WORK INSTRUCTIONS — Reproduce every item below, replacing each occurrence of "marker" with "pin" and leaving everything else unchanged.

** START **

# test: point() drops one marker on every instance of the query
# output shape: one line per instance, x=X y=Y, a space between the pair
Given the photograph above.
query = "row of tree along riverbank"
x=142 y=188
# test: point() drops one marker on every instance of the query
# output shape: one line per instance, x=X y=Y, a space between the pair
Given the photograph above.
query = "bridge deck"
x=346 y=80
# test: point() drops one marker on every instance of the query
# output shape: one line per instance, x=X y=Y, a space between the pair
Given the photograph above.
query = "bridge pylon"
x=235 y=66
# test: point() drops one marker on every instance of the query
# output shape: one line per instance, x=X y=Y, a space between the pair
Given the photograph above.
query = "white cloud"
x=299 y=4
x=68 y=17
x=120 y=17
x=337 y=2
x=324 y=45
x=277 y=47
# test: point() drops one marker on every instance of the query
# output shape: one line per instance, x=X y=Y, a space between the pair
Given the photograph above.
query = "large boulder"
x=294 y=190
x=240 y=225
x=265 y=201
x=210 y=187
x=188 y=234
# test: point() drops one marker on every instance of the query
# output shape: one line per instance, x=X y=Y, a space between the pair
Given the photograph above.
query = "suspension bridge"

** END **

RESULT OF THE TASK —
# test: point() drops one pin on every instance of the query
# output shape: one line per instance, x=X y=Y, a space between the pair
Given the photograph above.
query = "row of tree along riverbank"
x=142 y=188
# test: point() drops one pin on every instance of the query
# output shape: one line per instance, x=X y=Y, a space between the pair
Given the photograph above.
query = "bridge deck"
x=346 y=80
# test: point() drops one pin on every instance of the query
# output shape: one line per instance, x=X y=Y, a space between the pair
Given the photograph above.
query = "bridge pylon"
x=235 y=66
# test: point() drops one pin on every instance of the query
# output shape: one line per instance, x=X y=Y, a space between the pair
Given the photograph above.
query = "white cloud"
x=299 y=4
x=68 y=17
x=120 y=17
x=337 y=2
x=324 y=45
x=277 y=47
# test: point() drops one pin on every instance of the query
# output shape: one line per instance, x=X y=Y, a space between the pair
Given the photograph above.
query = "large boulder"
x=294 y=190
x=240 y=225
x=265 y=201
x=210 y=187
x=188 y=234
# test: point() drops one pin on every instance of the query
# output shape: one line per instance, x=X y=Y, a space between the pair
Given the photograph above.
query = "suspension bridge"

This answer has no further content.